**PROBLEM**.
Nothing but the lines from the one containing "find | asphalt road" to the end of the records below should be output, each exactly as written.

^^^^^^^^^^^^^^^^

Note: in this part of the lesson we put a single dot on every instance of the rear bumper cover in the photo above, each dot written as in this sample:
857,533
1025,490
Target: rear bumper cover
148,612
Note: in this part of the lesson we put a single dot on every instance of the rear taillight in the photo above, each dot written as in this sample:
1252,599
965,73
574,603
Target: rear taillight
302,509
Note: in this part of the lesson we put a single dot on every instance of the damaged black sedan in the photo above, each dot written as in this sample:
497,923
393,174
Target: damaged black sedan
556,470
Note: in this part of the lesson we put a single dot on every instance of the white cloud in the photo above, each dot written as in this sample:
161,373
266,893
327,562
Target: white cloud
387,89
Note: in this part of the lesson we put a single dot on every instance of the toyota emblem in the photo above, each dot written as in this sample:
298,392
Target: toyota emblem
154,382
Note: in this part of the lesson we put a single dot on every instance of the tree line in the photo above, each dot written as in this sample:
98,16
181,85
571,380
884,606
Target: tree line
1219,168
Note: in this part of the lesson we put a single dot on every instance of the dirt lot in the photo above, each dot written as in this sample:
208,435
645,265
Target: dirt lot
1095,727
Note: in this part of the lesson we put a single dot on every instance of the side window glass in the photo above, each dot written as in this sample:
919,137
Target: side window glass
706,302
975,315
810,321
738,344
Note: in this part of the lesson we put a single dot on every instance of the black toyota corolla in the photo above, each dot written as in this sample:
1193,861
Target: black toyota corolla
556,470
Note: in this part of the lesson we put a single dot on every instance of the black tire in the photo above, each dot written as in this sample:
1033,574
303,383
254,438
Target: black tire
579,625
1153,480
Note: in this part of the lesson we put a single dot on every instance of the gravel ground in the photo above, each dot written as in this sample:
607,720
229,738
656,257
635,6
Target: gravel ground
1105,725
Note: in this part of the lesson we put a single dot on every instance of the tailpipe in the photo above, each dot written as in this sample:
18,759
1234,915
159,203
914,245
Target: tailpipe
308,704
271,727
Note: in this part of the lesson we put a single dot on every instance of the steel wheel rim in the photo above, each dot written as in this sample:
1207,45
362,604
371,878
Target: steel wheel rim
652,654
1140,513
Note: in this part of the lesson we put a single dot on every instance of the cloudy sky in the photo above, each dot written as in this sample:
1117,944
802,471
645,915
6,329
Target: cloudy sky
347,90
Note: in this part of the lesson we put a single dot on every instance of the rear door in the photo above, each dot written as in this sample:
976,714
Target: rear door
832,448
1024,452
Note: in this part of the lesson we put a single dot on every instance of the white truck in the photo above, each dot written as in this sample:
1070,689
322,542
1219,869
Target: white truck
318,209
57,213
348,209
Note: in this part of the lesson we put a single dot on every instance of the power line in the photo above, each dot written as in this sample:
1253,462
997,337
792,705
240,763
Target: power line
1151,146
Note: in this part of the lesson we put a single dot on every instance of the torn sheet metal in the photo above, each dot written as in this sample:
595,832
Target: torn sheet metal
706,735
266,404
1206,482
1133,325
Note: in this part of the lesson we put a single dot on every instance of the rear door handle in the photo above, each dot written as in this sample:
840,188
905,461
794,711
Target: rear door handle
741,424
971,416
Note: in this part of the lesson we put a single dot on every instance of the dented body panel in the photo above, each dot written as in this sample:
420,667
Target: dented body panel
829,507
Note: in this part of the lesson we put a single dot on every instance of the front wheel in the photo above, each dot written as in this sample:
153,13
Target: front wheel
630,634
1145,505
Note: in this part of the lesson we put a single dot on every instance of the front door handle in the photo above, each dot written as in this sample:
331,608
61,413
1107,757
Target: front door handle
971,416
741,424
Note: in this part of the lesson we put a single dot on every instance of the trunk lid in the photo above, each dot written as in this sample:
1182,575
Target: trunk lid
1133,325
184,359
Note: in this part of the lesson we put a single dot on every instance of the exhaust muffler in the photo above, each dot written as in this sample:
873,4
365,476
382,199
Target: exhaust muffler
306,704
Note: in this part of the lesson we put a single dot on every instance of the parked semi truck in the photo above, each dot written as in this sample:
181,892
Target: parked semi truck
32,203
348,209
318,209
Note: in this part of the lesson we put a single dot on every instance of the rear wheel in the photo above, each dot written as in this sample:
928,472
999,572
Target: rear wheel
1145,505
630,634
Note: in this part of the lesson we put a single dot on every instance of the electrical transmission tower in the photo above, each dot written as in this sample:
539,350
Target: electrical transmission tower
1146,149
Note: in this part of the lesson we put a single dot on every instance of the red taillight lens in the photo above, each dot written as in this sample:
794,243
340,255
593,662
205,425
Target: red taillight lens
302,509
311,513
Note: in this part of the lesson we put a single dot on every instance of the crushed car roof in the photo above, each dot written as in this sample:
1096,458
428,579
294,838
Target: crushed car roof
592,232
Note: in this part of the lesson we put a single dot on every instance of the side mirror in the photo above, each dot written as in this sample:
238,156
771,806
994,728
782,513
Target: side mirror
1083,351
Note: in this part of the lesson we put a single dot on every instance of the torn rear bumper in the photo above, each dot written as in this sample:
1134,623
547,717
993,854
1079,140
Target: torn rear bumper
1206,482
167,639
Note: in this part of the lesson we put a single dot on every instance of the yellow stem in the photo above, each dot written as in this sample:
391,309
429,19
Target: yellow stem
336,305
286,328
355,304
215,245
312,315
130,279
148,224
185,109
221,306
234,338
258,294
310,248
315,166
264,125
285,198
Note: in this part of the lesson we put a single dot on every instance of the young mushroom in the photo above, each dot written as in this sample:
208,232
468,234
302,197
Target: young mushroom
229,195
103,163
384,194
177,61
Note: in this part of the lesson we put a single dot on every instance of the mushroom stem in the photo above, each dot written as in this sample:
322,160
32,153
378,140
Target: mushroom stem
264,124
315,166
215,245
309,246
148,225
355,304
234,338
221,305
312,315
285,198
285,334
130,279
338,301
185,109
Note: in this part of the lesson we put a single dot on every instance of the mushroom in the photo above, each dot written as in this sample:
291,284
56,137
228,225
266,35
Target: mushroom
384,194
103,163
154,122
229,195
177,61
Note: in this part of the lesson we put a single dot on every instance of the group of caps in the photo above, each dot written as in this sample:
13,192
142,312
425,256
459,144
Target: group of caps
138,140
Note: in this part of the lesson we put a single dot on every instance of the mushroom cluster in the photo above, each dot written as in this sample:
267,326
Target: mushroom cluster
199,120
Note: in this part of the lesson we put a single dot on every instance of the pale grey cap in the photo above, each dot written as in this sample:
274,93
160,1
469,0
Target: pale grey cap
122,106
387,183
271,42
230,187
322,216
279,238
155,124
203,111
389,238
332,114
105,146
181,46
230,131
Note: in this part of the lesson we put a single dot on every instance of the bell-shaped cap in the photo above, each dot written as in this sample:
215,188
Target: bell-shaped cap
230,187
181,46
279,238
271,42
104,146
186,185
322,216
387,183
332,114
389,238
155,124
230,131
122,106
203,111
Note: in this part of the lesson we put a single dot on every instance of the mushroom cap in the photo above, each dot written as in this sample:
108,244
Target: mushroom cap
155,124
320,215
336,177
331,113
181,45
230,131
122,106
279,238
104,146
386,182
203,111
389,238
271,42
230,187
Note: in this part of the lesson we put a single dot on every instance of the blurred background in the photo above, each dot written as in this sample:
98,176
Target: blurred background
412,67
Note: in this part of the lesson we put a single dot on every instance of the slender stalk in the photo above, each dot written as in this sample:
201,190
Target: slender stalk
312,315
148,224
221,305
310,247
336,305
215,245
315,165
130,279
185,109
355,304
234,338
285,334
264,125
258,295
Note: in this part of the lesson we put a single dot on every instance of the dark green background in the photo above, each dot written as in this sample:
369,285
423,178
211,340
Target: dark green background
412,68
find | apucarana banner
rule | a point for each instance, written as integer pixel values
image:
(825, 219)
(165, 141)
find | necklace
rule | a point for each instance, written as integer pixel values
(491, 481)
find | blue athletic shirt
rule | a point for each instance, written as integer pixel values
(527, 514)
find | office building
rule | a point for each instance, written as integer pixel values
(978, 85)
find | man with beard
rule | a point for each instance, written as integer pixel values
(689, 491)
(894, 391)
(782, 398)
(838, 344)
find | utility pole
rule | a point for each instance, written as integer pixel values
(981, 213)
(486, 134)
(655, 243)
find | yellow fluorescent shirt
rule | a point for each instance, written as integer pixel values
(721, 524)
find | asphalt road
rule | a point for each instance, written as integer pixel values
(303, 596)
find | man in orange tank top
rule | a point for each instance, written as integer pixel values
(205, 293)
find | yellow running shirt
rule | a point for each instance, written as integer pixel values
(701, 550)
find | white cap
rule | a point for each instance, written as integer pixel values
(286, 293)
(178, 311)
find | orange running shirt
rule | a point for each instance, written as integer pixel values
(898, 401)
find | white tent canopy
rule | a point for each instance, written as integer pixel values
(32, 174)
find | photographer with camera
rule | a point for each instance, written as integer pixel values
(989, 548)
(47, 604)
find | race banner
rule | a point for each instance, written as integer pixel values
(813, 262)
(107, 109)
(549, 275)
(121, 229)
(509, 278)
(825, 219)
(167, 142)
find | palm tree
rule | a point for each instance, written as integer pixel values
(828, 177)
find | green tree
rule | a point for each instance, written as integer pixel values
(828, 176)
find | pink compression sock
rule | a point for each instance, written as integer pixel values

^^^^^^^^^^^^^^^^

**RESPONSE BOX**.
find | asphalt road
rule | a point for each instance, written as integer pixel values
(303, 596)
find | man in orange tank top
rule | a point for each instance, written as integer pixel values
(205, 293)
find | yellow running shirt
rule | a point for each instance, written as integer pixel values
(701, 550)
find | white cap
rule | a point for each instance, written as integer pixel values
(286, 293)
(178, 311)
find | orange running shirt
rule | a point for each instance, written as integer pixel values
(898, 401)
find | white tent canopy
rule | a point for each instance, written as integer pixel values
(32, 174)
find | photographer with camera
rule | a point for each instance, written as integer pixel values
(989, 548)
(47, 604)
find | race banner
rule | a point for each instance, written as integer pixel values
(813, 262)
(107, 109)
(549, 275)
(121, 229)
(509, 278)
(825, 219)
(167, 142)
find | palm tree
rule | a point for each instance, written as integer pixel values
(828, 177)
find | green tree
rule | a point for each instance, written as integer pixel values
(828, 176)
find | pink compression sock
rule | a point for each instance, written as integer pixel values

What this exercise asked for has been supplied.